--- START AVAILABLE RECORDS ---

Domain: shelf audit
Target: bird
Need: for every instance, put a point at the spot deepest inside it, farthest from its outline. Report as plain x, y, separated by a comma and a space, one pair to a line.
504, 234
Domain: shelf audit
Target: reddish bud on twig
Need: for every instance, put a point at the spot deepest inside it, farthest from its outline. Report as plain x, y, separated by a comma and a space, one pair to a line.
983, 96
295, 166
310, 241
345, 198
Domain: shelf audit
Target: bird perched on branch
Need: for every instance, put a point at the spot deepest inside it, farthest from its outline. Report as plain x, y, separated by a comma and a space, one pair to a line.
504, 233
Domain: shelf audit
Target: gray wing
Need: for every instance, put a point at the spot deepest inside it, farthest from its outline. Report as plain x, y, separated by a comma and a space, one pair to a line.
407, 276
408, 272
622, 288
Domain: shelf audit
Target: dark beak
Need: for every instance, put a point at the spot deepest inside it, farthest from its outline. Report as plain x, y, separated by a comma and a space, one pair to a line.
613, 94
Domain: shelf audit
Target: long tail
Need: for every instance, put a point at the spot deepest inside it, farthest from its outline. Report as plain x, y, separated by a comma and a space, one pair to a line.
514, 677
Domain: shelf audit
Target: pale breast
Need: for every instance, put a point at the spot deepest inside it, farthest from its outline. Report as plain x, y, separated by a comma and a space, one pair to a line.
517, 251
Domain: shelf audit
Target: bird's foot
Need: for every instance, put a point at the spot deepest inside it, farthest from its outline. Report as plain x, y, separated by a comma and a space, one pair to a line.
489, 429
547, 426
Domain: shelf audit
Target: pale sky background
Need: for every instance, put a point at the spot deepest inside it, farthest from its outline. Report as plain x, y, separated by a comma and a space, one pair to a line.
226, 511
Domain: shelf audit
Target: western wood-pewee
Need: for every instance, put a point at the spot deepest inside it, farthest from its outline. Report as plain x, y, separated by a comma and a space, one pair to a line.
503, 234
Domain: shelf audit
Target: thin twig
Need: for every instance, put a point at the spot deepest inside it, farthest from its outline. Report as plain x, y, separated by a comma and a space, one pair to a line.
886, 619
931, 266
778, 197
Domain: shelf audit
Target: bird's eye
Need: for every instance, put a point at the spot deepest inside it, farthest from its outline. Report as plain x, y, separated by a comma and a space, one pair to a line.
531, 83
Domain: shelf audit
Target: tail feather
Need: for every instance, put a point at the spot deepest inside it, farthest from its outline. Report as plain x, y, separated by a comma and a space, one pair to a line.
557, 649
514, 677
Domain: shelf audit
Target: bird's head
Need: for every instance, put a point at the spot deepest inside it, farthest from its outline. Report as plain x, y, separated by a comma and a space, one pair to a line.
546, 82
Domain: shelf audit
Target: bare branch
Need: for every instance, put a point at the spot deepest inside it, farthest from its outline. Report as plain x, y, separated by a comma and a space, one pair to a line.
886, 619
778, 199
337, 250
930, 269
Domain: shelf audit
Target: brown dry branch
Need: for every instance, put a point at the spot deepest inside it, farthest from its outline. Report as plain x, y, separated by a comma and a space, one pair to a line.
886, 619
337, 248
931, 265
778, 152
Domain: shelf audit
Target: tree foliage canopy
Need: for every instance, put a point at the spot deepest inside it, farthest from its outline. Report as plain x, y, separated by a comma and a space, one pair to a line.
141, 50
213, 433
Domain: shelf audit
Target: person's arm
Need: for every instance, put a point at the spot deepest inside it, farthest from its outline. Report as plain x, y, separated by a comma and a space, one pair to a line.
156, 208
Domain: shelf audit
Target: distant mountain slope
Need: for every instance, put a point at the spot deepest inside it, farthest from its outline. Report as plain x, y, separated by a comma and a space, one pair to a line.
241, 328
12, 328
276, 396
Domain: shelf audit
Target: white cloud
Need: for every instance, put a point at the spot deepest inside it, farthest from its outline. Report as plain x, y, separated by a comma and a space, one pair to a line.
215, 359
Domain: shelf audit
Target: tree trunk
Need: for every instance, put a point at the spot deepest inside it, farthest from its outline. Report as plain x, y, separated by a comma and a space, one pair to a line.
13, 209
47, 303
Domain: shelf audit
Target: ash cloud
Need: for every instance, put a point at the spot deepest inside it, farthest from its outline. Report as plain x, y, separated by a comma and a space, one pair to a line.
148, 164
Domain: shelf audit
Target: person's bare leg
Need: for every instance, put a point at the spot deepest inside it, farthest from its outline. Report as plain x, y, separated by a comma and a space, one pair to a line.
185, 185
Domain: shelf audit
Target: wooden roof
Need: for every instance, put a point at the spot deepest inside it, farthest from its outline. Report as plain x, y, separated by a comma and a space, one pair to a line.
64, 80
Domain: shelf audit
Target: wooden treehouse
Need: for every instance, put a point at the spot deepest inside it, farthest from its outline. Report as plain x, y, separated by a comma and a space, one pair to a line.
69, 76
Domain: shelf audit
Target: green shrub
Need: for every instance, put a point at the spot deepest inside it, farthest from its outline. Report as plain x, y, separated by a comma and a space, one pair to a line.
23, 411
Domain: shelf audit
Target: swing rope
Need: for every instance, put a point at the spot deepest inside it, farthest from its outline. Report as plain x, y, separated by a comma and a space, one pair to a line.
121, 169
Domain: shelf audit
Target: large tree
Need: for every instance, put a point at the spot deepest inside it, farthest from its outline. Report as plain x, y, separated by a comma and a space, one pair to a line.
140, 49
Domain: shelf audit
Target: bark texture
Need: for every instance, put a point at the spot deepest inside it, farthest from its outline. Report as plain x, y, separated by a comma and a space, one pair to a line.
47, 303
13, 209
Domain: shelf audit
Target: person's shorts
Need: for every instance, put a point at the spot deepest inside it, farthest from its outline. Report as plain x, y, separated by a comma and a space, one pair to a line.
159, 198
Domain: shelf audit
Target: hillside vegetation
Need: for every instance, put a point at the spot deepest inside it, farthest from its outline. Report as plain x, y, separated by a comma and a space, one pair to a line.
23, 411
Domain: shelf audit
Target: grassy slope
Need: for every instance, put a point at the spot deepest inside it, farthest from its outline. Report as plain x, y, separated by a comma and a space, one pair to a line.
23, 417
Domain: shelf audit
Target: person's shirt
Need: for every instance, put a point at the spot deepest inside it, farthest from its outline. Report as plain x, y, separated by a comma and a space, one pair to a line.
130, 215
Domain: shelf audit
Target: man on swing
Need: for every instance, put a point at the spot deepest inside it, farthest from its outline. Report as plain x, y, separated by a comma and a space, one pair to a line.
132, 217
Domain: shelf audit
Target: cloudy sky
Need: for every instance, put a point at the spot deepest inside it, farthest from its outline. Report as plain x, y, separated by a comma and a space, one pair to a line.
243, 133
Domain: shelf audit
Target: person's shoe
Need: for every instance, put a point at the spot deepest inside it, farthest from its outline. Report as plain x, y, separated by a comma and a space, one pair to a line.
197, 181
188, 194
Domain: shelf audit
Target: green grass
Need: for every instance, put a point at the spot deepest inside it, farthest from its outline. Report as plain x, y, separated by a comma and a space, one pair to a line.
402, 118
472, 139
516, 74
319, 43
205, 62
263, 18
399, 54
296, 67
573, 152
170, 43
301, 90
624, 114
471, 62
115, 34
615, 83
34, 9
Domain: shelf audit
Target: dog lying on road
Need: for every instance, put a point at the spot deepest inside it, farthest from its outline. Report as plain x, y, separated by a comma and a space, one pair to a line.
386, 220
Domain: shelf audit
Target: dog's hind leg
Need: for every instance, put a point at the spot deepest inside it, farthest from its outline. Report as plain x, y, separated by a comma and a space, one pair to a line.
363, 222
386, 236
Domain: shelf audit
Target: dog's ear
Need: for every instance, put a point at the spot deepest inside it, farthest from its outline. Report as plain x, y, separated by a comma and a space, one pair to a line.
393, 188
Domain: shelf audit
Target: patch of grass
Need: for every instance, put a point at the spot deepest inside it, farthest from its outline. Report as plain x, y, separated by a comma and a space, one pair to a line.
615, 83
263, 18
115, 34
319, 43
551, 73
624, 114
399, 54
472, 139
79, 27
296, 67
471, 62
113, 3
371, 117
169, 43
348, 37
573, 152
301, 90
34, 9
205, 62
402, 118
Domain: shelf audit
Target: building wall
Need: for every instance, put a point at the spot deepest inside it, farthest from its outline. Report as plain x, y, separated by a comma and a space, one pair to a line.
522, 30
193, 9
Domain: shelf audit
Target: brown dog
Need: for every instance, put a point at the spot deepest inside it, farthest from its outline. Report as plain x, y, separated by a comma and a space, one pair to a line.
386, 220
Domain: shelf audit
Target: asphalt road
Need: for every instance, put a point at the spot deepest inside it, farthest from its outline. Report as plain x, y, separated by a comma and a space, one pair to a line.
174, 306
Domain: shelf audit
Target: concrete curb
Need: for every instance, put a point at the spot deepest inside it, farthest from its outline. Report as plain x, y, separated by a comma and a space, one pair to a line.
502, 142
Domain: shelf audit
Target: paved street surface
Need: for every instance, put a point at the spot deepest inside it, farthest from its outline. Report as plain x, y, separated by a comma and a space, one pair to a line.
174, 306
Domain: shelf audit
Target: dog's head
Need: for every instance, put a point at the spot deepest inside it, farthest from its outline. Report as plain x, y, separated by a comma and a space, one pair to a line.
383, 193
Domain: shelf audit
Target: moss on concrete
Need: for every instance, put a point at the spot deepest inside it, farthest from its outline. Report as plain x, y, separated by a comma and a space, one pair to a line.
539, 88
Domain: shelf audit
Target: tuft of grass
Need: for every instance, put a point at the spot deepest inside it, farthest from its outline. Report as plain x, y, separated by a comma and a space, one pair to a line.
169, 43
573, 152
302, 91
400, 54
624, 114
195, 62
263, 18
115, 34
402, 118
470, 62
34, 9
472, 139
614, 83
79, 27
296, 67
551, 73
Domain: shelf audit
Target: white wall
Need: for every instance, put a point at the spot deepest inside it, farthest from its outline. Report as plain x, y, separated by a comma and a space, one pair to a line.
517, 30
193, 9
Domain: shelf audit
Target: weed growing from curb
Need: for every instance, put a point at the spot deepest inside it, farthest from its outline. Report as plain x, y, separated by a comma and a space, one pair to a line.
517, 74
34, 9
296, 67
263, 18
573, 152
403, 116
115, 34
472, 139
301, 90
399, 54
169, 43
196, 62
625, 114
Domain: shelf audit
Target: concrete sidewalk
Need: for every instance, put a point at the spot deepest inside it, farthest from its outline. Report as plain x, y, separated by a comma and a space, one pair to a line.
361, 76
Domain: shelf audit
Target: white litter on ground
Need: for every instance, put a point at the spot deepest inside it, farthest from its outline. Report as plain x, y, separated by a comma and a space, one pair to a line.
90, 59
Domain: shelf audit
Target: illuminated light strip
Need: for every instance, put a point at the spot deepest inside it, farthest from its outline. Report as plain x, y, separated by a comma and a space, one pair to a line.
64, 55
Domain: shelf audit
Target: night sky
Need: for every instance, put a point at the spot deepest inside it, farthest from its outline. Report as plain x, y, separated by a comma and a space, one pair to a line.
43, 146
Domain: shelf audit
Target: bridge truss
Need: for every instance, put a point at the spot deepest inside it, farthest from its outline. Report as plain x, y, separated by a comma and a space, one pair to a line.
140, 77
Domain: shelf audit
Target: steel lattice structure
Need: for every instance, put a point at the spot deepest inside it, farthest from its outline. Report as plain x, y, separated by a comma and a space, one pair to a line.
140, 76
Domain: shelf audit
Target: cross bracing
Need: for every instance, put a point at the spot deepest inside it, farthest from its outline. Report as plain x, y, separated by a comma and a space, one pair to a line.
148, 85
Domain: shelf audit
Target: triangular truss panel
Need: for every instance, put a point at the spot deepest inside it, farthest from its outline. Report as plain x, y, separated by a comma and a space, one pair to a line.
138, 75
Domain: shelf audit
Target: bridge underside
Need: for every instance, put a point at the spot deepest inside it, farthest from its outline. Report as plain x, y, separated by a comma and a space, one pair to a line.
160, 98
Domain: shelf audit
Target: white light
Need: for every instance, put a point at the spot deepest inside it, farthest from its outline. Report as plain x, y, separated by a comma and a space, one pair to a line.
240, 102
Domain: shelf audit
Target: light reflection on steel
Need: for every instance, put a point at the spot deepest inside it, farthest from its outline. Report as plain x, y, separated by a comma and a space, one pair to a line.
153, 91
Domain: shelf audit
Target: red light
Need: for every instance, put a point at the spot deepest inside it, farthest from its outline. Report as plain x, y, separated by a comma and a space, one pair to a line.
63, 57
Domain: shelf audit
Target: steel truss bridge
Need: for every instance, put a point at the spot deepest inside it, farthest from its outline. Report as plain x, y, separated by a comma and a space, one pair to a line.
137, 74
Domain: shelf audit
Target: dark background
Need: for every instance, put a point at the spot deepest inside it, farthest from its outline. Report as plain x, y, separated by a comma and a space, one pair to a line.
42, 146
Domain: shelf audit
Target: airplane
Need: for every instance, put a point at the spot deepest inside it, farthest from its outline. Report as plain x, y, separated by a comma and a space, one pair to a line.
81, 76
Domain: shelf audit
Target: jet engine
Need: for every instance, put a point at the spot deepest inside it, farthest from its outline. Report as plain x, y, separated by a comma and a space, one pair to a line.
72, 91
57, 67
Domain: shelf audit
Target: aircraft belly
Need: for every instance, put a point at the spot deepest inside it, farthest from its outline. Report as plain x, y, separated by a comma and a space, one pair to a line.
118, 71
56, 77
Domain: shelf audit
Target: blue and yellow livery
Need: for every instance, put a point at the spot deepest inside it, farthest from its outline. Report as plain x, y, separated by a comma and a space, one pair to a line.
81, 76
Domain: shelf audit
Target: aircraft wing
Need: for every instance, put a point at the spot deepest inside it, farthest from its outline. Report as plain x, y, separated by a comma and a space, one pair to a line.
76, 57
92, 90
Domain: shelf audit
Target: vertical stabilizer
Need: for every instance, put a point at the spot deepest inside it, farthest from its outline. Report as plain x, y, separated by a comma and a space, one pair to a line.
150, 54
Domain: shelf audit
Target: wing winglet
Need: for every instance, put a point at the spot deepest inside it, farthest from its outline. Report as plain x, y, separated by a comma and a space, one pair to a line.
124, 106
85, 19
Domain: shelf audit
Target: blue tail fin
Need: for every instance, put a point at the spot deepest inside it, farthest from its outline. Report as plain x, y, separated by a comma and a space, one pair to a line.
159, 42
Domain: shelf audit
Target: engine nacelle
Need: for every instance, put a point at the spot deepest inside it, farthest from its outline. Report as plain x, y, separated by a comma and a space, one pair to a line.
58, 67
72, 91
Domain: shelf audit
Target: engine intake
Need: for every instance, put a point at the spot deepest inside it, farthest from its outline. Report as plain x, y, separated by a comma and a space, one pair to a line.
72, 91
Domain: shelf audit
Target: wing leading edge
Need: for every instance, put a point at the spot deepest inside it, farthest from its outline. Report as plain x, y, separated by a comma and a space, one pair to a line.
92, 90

--- END AVAILABLE RECORDS ---

Pick out every line of the material above that contains the string "tail", matching case exactly. Copy each of those lines.

▶ **REPLY TO THE EXERCISE**:
Target: long tail
Target: tail feather
Target: blue tail fin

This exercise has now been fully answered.